_APPLY WHAT YOU READ:_
A) Answer these questions using the blog post about religion and family below:
(i) What does the author say the family didn't even have in the house?
(ii) Which family members told the author they are agnostic?
(iii) What supernatural beings does the author say nobody is agnostic of?
B) In the blog post about religion and family below, rewrite the paragraph beginning "But before I even get to that" as a short bulleted list that keeps its main facts.
C) Continue the blog post about religion and family below, picking up after its final sentence.

_PAGE TEXT:_
| Mr. Neil ( @ 2008-05-06 23:00:00 |
| Entry tags: | life, religion |
Wow...
The most amazing thing happened today.
But before I even get to that, let me backtrack a bit and tell you about my family. My sister and I were never brought up with any sort of religious values. It was completely absent. We were told that there was a God, that he loved us, and, if we're good, there's some magical place we go when we die. Now, that may sound like religion to you, but there was no practice beyond that. We never went to church. We were never taught about Jesus. We didn't even have a Bible in the house. It was basically a universalist upbringing.
Of course, it didn't take me very long to look around at all my friends and realise that there were other flavors of theism. Of course, I wanted to know why we believed one thing and other people believed another, and there was never an answer. After a while, I started asking even more interesting questions, such as the strange preference for monotheism over polytheism. Honestly, what's so implausible about the latter if we already believe the former? Again, no real answer.
So, obviously, I came to the conclusion that this belief that we had was tacked-on and completely unnecessary. And from that point on, it was kind of strange approaching the subject with my family, because it felt like I had walked away from something that everyone else seemed to value intensely, even though our brand of theism was as innocent as it was (universalism is about as secular as theism gets, next to deism).
So, today, my mother has the whole family over tonight, and we're talking over dinner. Now, my family knows that I'm an atheist, but nobody's ever really cornered me on it. ...until tonight, that is! And it wasn't at all what I expected. I expected a lecture. Since I have a tendency to speak out against believers, I expected to hear, "You shouldn't be disrespectful of people for having different beliefs.". ...but that didn't happen. Instead, my family totally came out to me. My mother, my sister, and my uncle all basically told me that they are totally agnostic.
Now, normally, I would groan at the term "agnostic", because of several run-ins I've had with certain internet agnostics. You know the types. The ones who think that it's arrogant for atheists to outright reject the alleged existence of whatever arbitrary supernatural being (in this case, a god) they think we ought not to dismiss. And yet, the same argument could be applied to other supernatural things, such as pixies, but nobody's agnostic of pixies. The notion of pixies is dismissed outright, as it should. Atheists simply argue that gods are in the same realm of unverfied claims as pixies.

Dataset records:
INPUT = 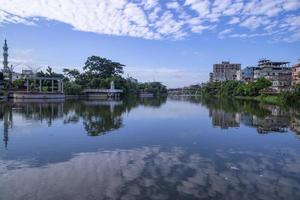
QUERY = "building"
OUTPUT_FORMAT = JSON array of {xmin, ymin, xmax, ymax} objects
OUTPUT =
[
  {"xmin": 236, "ymin": 70, "xmax": 243, "ymax": 81},
  {"xmin": 242, "ymin": 66, "xmax": 257, "ymax": 81},
  {"xmin": 253, "ymin": 60, "xmax": 292, "ymax": 92},
  {"xmin": 292, "ymin": 62, "xmax": 300, "ymax": 85},
  {"xmin": 212, "ymin": 61, "xmax": 241, "ymax": 81},
  {"xmin": 209, "ymin": 72, "xmax": 214, "ymax": 82},
  {"xmin": 2, "ymin": 39, "xmax": 9, "ymax": 74}
]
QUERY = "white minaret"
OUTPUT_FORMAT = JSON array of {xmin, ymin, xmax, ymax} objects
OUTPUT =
[{"xmin": 3, "ymin": 39, "xmax": 9, "ymax": 72}]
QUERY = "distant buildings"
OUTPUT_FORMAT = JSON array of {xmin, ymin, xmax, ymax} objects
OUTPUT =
[
  {"xmin": 0, "ymin": 39, "xmax": 34, "ymax": 82},
  {"xmin": 210, "ymin": 61, "xmax": 241, "ymax": 81},
  {"xmin": 292, "ymin": 62, "xmax": 300, "ymax": 85},
  {"xmin": 254, "ymin": 60, "xmax": 292, "ymax": 92},
  {"xmin": 2, "ymin": 39, "xmax": 9, "ymax": 73},
  {"xmin": 241, "ymin": 67, "xmax": 258, "ymax": 81},
  {"xmin": 209, "ymin": 59, "xmax": 300, "ymax": 93}
]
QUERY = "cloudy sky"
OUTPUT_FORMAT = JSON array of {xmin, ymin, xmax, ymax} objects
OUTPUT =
[{"xmin": 0, "ymin": 0, "xmax": 300, "ymax": 87}]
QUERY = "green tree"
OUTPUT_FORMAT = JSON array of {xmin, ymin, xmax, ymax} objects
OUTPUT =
[
  {"xmin": 63, "ymin": 68, "xmax": 80, "ymax": 80},
  {"xmin": 83, "ymin": 56, "xmax": 125, "ymax": 79}
]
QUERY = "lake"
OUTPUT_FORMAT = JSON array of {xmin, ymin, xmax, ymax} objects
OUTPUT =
[{"xmin": 0, "ymin": 97, "xmax": 300, "ymax": 200}]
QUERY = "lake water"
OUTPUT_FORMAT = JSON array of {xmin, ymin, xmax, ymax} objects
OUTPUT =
[{"xmin": 0, "ymin": 97, "xmax": 300, "ymax": 200}]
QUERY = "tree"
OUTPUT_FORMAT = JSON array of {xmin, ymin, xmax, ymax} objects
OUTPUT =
[
  {"xmin": 83, "ymin": 56, "xmax": 125, "ymax": 79},
  {"xmin": 63, "ymin": 68, "xmax": 80, "ymax": 80}
]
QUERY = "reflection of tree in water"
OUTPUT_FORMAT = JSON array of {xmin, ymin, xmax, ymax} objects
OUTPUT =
[
  {"xmin": 0, "ymin": 98, "xmax": 166, "ymax": 144},
  {"xmin": 198, "ymin": 98, "xmax": 300, "ymax": 134}
]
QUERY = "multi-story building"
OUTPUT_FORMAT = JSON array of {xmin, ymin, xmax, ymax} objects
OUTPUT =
[
  {"xmin": 212, "ymin": 61, "xmax": 241, "ymax": 81},
  {"xmin": 242, "ymin": 67, "xmax": 257, "ymax": 81},
  {"xmin": 254, "ymin": 60, "xmax": 292, "ymax": 92},
  {"xmin": 292, "ymin": 62, "xmax": 300, "ymax": 85}
]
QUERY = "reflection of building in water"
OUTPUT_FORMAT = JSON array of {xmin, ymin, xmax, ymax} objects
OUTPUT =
[
  {"xmin": 291, "ymin": 114, "xmax": 300, "ymax": 135},
  {"xmin": 241, "ymin": 113, "xmax": 254, "ymax": 126},
  {"xmin": 209, "ymin": 110, "xmax": 240, "ymax": 129},
  {"xmin": 0, "ymin": 102, "xmax": 63, "ymax": 148},
  {"xmin": 0, "ymin": 104, "xmax": 13, "ymax": 148}
]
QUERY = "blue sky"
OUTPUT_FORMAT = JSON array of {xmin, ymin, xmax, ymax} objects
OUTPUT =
[{"xmin": 0, "ymin": 0, "xmax": 300, "ymax": 87}]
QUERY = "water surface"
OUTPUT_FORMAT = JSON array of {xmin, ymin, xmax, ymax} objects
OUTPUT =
[{"xmin": 0, "ymin": 98, "xmax": 300, "ymax": 200}]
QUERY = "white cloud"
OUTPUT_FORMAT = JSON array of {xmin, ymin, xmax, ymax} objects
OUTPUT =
[
  {"xmin": 0, "ymin": 0, "xmax": 300, "ymax": 41},
  {"xmin": 124, "ymin": 67, "xmax": 207, "ymax": 88},
  {"xmin": 228, "ymin": 17, "xmax": 241, "ymax": 24}
]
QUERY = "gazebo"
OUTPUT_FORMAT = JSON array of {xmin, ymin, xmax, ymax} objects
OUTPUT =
[{"xmin": 9, "ymin": 76, "xmax": 65, "ymax": 99}]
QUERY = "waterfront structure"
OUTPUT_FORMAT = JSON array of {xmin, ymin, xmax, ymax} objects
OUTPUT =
[
  {"xmin": 210, "ymin": 61, "xmax": 241, "ymax": 81},
  {"xmin": 83, "ymin": 81, "xmax": 123, "ymax": 100},
  {"xmin": 242, "ymin": 66, "xmax": 257, "ymax": 81},
  {"xmin": 2, "ymin": 39, "xmax": 10, "ymax": 73},
  {"xmin": 236, "ymin": 70, "xmax": 243, "ymax": 81},
  {"xmin": 254, "ymin": 59, "xmax": 292, "ymax": 92},
  {"xmin": 8, "ymin": 76, "xmax": 65, "ymax": 99},
  {"xmin": 292, "ymin": 62, "xmax": 300, "ymax": 85}
]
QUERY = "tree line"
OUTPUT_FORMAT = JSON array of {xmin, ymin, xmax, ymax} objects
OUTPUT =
[
  {"xmin": 5, "ymin": 56, "xmax": 167, "ymax": 96},
  {"xmin": 197, "ymin": 78, "xmax": 300, "ymax": 105}
]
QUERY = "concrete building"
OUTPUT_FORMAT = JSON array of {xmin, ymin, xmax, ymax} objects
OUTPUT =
[
  {"xmin": 254, "ymin": 60, "xmax": 292, "ymax": 92},
  {"xmin": 292, "ymin": 62, "xmax": 300, "ymax": 85},
  {"xmin": 236, "ymin": 70, "xmax": 243, "ymax": 81},
  {"xmin": 212, "ymin": 61, "xmax": 241, "ymax": 81},
  {"xmin": 2, "ymin": 39, "xmax": 9, "ymax": 74},
  {"xmin": 242, "ymin": 67, "xmax": 257, "ymax": 81}
]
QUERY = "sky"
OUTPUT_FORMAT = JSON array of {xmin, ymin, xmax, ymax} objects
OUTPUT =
[{"xmin": 0, "ymin": 0, "xmax": 300, "ymax": 88}]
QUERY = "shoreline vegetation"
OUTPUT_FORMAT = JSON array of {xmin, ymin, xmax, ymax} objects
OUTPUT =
[
  {"xmin": 2, "ymin": 56, "xmax": 167, "ymax": 96},
  {"xmin": 196, "ymin": 78, "xmax": 300, "ymax": 107}
]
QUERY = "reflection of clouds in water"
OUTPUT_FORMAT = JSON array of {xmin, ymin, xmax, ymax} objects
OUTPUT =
[
  {"xmin": 0, "ymin": 147, "xmax": 300, "ymax": 200},
  {"xmin": 129, "ymin": 100, "xmax": 207, "ymax": 120}
]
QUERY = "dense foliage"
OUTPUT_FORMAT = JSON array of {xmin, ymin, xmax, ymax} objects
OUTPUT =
[
  {"xmin": 37, "ymin": 56, "xmax": 167, "ymax": 96},
  {"xmin": 199, "ymin": 78, "xmax": 272, "ymax": 97},
  {"xmin": 197, "ymin": 78, "xmax": 300, "ymax": 105}
]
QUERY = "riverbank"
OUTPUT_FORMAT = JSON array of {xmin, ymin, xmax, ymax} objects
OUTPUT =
[{"xmin": 234, "ymin": 95, "xmax": 282, "ymax": 105}]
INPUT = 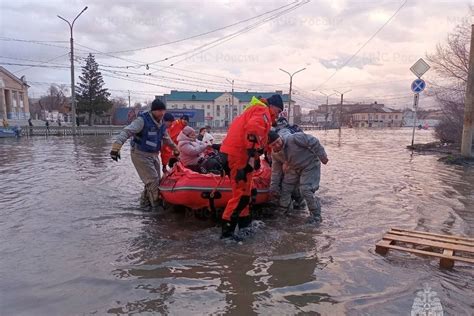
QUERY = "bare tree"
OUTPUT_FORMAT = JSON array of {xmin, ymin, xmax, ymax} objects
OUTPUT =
[{"xmin": 427, "ymin": 7, "xmax": 474, "ymax": 143}]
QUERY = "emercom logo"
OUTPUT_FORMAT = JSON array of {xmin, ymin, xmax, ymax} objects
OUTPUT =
[{"xmin": 411, "ymin": 284, "xmax": 444, "ymax": 316}]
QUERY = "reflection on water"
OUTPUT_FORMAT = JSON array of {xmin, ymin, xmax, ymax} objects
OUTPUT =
[{"xmin": 0, "ymin": 129, "xmax": 474, "ymax": 315}]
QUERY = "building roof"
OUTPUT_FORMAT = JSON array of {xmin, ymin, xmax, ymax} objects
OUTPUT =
[
  {"xmin": 351, "ymin": 106, "xmax": 402, "ymax": 114},
  {"xmin": 164, "ymin": 90, "xmax": 288, "ymax": 102},
  {"xmin": 0, "ymin": 66, "xmax": 29, "ymax": 87}
]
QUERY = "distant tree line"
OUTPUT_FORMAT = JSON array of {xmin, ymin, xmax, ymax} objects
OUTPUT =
[{"xmin": 427, "ymin": 7, "xmax": 474, "ymax": 143}]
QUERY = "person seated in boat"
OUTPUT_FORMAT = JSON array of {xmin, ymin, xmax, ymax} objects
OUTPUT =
[
  {"xmin": 196, "ymin": 127, "xmax": 207, "ymax": 141},
  {"xmin": 268, "ymin": 131, "xmax": 329, "ymax": 224},
  {"xmin": 178, "ymin": 126, "xmax": 212, "ymax": 172},
  {"xmin": 275, "ymin": 116, "xmax": 303, "ymax": 135},
  {"xmin": 160, "ymin": 114, "xmax": 189, "ymax": 172}
]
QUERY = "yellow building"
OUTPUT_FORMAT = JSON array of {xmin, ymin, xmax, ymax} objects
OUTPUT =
[
  {"xmin": 0, "ymin": 66, "xmax": 30, "ymax": 120},
  {"xmin": 351, "ymin": 107, "xmax": 403, "ymax": 127}
]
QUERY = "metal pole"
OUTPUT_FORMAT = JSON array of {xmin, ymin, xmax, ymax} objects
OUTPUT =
[
  {"xmin": 58, "ymin": 7, "xmax": 87, "ymax": 135},
  {"xmin": 226, "ymin": 79, "xmax": 234, "ymax": 122},
  {"xmin": 334, "ymin": 90, "xmax": 352, "ymax": 132},
  {"xmin": 411, "ymin": 93, "xmax": 420, "ymax": 149},
  {"xmin": 461, "ymin": 24, "xmax": 474, "ymax": 158},
  {"xmin": 280, "ymin": 68, "xmax": 306, "ymax": 124},
  {"xmin": 70, "ymin": 32, "xmax": 76, "ymax": 135},
  {"xmin": 319, "ymin": 91, "xmax": 336, "ymax": 129}
]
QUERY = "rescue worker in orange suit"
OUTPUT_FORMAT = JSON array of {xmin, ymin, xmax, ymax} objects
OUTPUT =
[
  {"xmin": 220, "ymin": 94, "xmax": 283, "ymax": 239},
  {"xmin": 161, "ymin": 114, "xmax": 189, "ymax": 172}
]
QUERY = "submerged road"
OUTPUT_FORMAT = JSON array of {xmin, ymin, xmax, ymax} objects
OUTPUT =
[{"xmin": 0, "ymin": 129, "xmax": 474, "ymax": 315}]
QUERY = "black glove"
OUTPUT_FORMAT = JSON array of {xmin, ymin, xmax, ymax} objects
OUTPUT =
[
  {"xmin": 235, "ymin": 164, "xmax": 253, "ymax": 182},
  {"xmin": 247, "ymin": 148, "xmax": 257, "ymax": 158},
  {"xmin": 253, "ymin": 157, "xmax": 262, "ymax": 170},
  {"xmin": 247, "ymin": 134, "xmax": 257, "ymax": 143},
  {"xmin": 110, "ymin": 150, "xmax": 120, "ymax": 161}
]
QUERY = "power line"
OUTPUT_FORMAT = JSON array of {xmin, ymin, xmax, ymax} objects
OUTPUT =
[
  {"xmin": 108, "ymin": 1, "xmax": 298, "ymax": 54},
  {"xmin": 147, "ymin": 1, "xmax": 309, "ymax": 68},
  {"xmin": 314, "ymin": 0, "xmax": 408, "ymax": 90}
]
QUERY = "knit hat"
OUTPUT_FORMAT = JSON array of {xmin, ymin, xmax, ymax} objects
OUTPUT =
[
  {"xmin": 163, "ymin": 113, "xmax": 174, "ymax": 122},
  {"xmin": 267, "ymin": 94, "xmax": 283, "ymax": 111},
  {"xmin": 277, "ymin": 116, "xmax": 288, "ymax": 128},
  {"xmin": 183, "ymin": 126, "xmax": 196, "ymax": 137},
  {"xmin": 151, "ymin": 99, "xmax": 166, "ymax": 111},
  {"xmin": 268, "ymin": 131, "xmax": 280, "ymax": 145}
]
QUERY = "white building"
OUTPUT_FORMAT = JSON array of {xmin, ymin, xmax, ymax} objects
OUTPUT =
[{"xmin": 157, "ymin": 90, "xmax": 294, "ymax": 127}]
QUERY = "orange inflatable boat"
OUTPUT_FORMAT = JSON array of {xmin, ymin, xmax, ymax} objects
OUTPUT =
[{"xmin": 159, "ymin": 159, "xmax": 271, "ymax": 210}]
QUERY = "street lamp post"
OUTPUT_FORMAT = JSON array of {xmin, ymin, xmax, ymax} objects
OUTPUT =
[
  {"xmin": 280, "ymin": 68, "xmax": 306, "ymax": 124},
  {"xmin": 58, "ymin": 7, "xmax": 87, "ymax": 135},
  {"xmin": 334, "ymin": 89, "xmax": 352, "ymax": 132},
  {"xmin": 319, "ymin": 91, "xmax": 336, "ymax": 129},
  {"xmin": 226, "ymin": 79, "xmax": 234, "ymax": 123}
]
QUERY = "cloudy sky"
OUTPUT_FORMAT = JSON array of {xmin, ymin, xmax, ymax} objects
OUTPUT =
[{"xmin": 0, "ymin": 0, "xmax": 474, "ymax": 107}]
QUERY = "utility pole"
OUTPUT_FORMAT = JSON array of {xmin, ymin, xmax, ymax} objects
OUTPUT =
[
  {"xmin": 226, "ymin": 79, "xmax": 234, "ymax": 124},
  {"xmin": 58, "ymin": 7, "xmax": 87, "ymax": 135},
  {"xmin": 280, "ymin": 68, "xmax": 306, "ymax": 124},
  {"xmin": 319, "ymin": 91, "xmax": 336, "ymax": 129},
  {"xmin": 334, "ymin": 89, "xmax": 352, "ymax": 131},
  {"xmin": 461, "ymin": 24, "xmax": 474, "ymax": 158}
]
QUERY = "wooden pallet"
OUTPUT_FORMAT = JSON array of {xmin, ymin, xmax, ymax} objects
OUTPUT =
[{"xmin": 375, "ymin": 228, "xmax": 474, "ymax": 268}]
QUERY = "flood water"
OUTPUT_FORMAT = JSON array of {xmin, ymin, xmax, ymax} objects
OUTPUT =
[{"xmin": 0, "ymin": 129, "xmax": 474, "ymax": 315}]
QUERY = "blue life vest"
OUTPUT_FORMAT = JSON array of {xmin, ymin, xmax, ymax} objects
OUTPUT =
[{"xmin": 132, "ymin": 112, "xmax": 166, "ymax": 153}]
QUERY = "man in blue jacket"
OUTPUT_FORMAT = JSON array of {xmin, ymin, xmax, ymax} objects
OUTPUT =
[
  {"xmin": 110, "ymin": 99, "xmax": 177, "ymax": 207},
  {"xmin": 268, "ymin": 131, "xmax": 329, "ymax": 224}
]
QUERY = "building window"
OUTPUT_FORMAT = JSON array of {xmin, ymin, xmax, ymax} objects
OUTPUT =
[
  {"xmin": 20, "ymin": 92, "xmax": 23, "ymax": 108},
  {"xmin": 12, "ymin": 91, "xmax": 17, "ymax": 108}
]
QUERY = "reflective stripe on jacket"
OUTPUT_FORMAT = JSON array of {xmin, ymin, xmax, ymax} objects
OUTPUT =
[
  {"xmin": 132, "ymin": 112, "xmax": 166, "ymax": 153},
  {"xmin": 221, "ymin": 97, "xmax": 272, "ymax": 158}
]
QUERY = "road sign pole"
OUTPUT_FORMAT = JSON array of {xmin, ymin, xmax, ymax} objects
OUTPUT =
[{"xmin": 411, "ymin": 93, "xmax": 420, "ymax": 149}]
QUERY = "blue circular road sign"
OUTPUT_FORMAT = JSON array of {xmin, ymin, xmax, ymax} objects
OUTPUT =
[{"xmin": 411, "ymin": 79, "xmax": 426, "ymax": 93}]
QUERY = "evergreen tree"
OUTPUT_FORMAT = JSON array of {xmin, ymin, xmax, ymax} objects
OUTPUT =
[{"xmin": 76, "ymin": 54, "xmax": 112, "ymax": 125}]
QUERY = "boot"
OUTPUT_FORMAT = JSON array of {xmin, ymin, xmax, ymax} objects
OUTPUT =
[
  {"xmin": 238, "ymin": 215, "xmax": 252, "ymax": 229},
  {"xmin": 148, "ymin": 190, "xmax": 162, "ymax": 208},
  {"xmin": 221, "ymin": 220, "xmax": 237, "ymax": 239},
  {"xmin": 140, "ymin": 189, "xmax": 151, "ymax": 208},
  {"xmin": 293, "ymin": 198, "xmax": 306, "ymax": 211},
  {"xmin": 306, "ymin": 208, "xmax": 323, "ymax": 225},
  {"xmin": 306, "ymin": 214, "xmax": 323, "ymax": 225}
]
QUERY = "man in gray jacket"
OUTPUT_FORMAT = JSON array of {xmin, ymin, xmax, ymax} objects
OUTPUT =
[
  {"xmin": 110, "ymin": 99, "xmax": 177, "ymax": 207},
  {"xmin": 268, "ymin": 131, "xmax": 329, "ymax": 224}
]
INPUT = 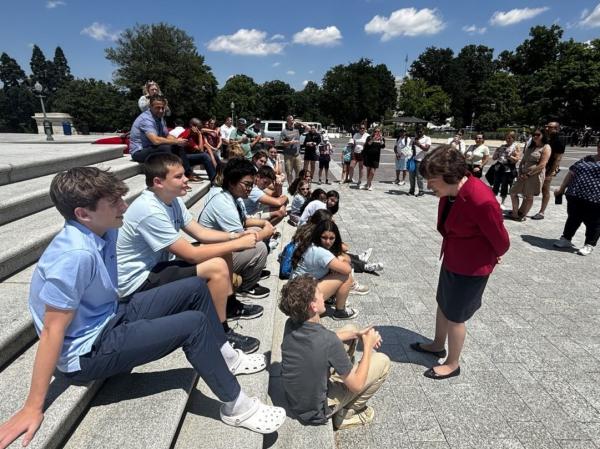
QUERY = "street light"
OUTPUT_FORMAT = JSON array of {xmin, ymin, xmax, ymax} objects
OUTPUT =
[{"xmin": 33, "ymin": 81, "xmax": 54, "ymax": 142}]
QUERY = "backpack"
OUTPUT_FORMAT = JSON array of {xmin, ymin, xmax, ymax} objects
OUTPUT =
[{"xmin": 279, "ymin": 242, "xmax": 296, "ymax": 279}]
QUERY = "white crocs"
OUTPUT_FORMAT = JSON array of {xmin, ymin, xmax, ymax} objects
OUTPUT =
[
  {"xmin": 229, "ymin": 349, "xmax": 267, "ymax": 376},
  {"xmin": 220, "ymin": 398, "xmax": 285, "ymax": 434}
]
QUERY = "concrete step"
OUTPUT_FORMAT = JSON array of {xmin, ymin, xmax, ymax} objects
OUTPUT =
[
  {"xmin": 0, "ymin": 143, "xmax": 125, "ymax": 185},
  {"xmin": 173, "ymin": 222, "xmax": 281, "ymax": 449},
  {"xmin": 0, "ymin": 156, "xmax": 141, "ymax": 225}
]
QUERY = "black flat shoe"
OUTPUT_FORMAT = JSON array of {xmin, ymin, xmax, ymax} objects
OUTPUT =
[
  {"xmin": 423, "ymin": 366, "xmax": 460, "ymax": 380},
  {"xmin": 410, "ymin": 342, "xmax": 446, "ymax": 359}
]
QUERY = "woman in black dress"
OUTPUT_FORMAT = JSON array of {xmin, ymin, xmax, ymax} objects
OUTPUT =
[{"xmin": 363, "ymin": 128, "xmax": 385, "ymax": 190}]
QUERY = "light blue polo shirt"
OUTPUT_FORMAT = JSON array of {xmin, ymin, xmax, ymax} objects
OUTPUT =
[
  {"xmin": 29, "ymin": 220, "xmax": 119, "ymax": 373},
  {"xmin": 198, "ymin": 187, "xmax": 247, "ymax": 232},
  {"xmin": 129, "ymin": 109, "xmax": 168, "ymax": 154},
  {"xmin": 117, "ymin": 190, "xmax": 193, "ymax": 297},
  {"xmin": 292, "ymin": 244, "xmax": 335, "ymax": 280}
]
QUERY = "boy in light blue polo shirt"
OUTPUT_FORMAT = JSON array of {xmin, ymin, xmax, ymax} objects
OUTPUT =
[{"xmin": 0, "ymin": 167, "xmax": 285, "ymax": 446}]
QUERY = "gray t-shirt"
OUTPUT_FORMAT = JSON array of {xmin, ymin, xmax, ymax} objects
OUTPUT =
[
  {"xmin": 281, "ymin": 125, "xmax": 300, "ymax": 156},
  {"xmin": 281, "ymin": 319, "xmax": 353, "ymax": 424}
]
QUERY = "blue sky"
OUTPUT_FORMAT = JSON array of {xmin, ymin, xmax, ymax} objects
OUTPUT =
[{"xmin": 0, "ymin": 0, "xmax": 600, "ymax": 89}]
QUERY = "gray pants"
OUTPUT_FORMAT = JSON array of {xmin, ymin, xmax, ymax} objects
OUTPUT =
[
  {"xmin": 408, "ymin": 161, "xmax": 423, "ymax": 193},
  {"xmin": 233, "ymin": 242, "xmax": 269, "ymax": 290}
]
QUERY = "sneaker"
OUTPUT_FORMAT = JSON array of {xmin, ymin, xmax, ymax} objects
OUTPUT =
[
  {"xmin": 577, "ymin": 245, "xmax": 594, "ymax": 256},
  {"xmin": 238, "ymin": 284, "xmax": 271, "ymax": 299},
  {"xmin": 331, "ymin": 307, "xmax": 358, "ymax": 320},
  {"xmin": 358, "ymin": 248, "xmax": 373, "ymax": 263},
  {"xmin": 350, "ymin": 281, "xmax": 369, "ymax": 295},
  {"xmin": 553, "ymin": 237, "xmax": 583, "ymax": 249},
  {"xmin": 333, "ymin": 405, "xmax": 375, "ymax": 430},
  {"xmin": 365, "ymin": 262, "xmax": 383, "ymax": 272},
  {"xmin": 227, "ymin": 299, "xmax": 264, "ymax": 321},
  {"xmin": 225, "ymin": 329, "xmax": 260, "ymax": 354}
]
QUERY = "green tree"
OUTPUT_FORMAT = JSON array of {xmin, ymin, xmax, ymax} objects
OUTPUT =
[
  {"xmin": 322, "ymin": 58, "xmax": 397, "ymax": 128},
  {"xmin": 398, "ymin": 79, "xmax": 450, "ymax": 123},
  {"xmin": 55, "ymin": 79, "xmax": 134, "ymax": 132},
  {"xmin": 258, "ymin": 80, "xmax": 295, "ymax": 120},
  {"xmin": 0, "ymin": 53, "xmax": 26, "ymax": 89},
  {"xmin": 213, "ymin": 75, "xmax": 258, "ymax": 121},
  {"xmin": 106, "ymin": 23, "xmax": 217, "ymax": 119}
]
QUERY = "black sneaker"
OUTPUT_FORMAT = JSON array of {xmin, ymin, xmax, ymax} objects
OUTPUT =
[
  {"xmin": 225, "ymin": 329, "xmax": 260, "ymax": 354},
  {"xmin": 227, "ymin": 300, "xmax": 264, "ymax": 321},
  {"xmin": 238, "ymin": 284, "xmax": 271, "ymax": 299}
]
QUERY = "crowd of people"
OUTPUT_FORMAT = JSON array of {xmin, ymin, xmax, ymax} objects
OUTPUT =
[{"xmin": 0, "ymin": 83, "xmax": 600, "ymax": 447}]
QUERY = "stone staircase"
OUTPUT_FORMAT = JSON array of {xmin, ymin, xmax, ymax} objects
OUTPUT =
[{"xmin": 0, "ymin": 142, "xmax": 335, "ymax": 449}]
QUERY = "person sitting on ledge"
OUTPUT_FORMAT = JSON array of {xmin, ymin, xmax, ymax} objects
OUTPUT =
[
  {"xmin": 279, "ymin": 275, "xmax": 390, "ymax": 430},
  {"xmin": 117, "ymin": 154, "xmax": 263, "ymax": 353},
  {"xmin": 129, "ymin": 95, "xmax": 200, "ymax": 182},
  {"xmin": 0, "ymin": 167, "xmax": 285, "ymax": 448}
]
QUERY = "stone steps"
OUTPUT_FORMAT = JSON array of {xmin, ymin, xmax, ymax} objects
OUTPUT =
[
  {"xmin": 0, "ymin": 156, "xmax": 141, "ymax": 225},
  {"xmin": 0, "ymin": 143, "xmax": 125, "ymax": 185}
]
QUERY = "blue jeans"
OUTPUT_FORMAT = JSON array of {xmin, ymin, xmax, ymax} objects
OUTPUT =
[{"xmin": 65, "ymin": 276, "xmax": 240, "ymax": 402}]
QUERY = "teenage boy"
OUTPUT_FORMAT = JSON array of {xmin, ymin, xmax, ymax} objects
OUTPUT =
[
  {"xmin": 279, "ymin": 275, "xmax": 390, "ymax": 430},
  {"xmin": 198, "ymin": 158, "xmax": 275, "ymax": 299},
  {"xmin": 244, "ymin": 165, "xmax": 289, "ymax": 225},
  {"xmin": 117, "ymin": 153, "xmax": 263, "ymax": 353},
  {"xmin": 0, "ymin": 167, "xmax": 285, "ymax": 448}
]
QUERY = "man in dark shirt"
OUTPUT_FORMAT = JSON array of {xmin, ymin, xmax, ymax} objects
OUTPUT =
[
  {"xmin": 531, "ymin": 122, "xmax": 565, "ymax": 220},
  {"xmin": 279, "ymin": 275, "xmax": 390, "ymax": 430}
]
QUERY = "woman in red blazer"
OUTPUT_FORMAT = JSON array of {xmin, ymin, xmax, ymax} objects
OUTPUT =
[{"xmin": 411, "ymin": 145, "xmax": 510, "ymax": 379}]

_ANSWERS BELOW:_
A)
(i) A Bible.
(ii) The author's mother, sister and uncle.
(iii) Pixies.

B)
- The author and the author's sister were raised without any religious values.
- They were told only that God existed and loved them, and that if they were good they would go to a magical place after death.
- There was no practice beyond that: no church, no teaching about Jesus and no Bible in the house.
- The author describes it as basically a universalist upbringing.

C)
Rather, the agnosticism that I encountered tonight wasn't that kind of agnosticism. Rather, it was a refreshing sense of indifference. In other words, to the subject of God's existence... eh... they could really give a damn. But there is a definite preference for people who choose to think about morality rather than fishing it out of an archaic book written by ancient sheep hearders. Better to be thoughtful than mindlessly obedient.
It was just so strange to hear this, because I never knew that unbelief was a progressive force sweeping through my family. For all I knew, they were still the same bunch of God-Lite believers that they were when I was a kid. I just assumed that I was the black sheep and they were just letting me have my little space and they politely disagreed. Absolutely not! Somehow.... somewhere... my family finally kicked away the final vestige of theism.
...of course, considering that we started out universalist, it wasn't exactly a tough shackle to shake free.
And then the conversation turned into this really funny topic about how characters from the Bible, assuming they even existed, would be in jail today. We speculated as to whether or not Jesus would be locked up, but we concluded unanimously that Moses and Abraham would definitely be in jail if they existed in today's society.
My mom even went on to state that Abraham, who is the founding figure of all three of the major religions, was clearly delusional or perhaps even eating shrooms on the day that he decided to sacrifice Issac. But thank goodness he had that second hallucination in which God told him to stop!
It was just a laugh-a-minute table conversation over dinner. It was good and therapeutic.
And best of all, the weirdness isn't there anymore.
Well, I'm gonna sign off for now. I'mma go watch TV. There's a special about the disappearance of Madalyn Murray O'Hair on Investigation Discovery starting... RIGHT NOW!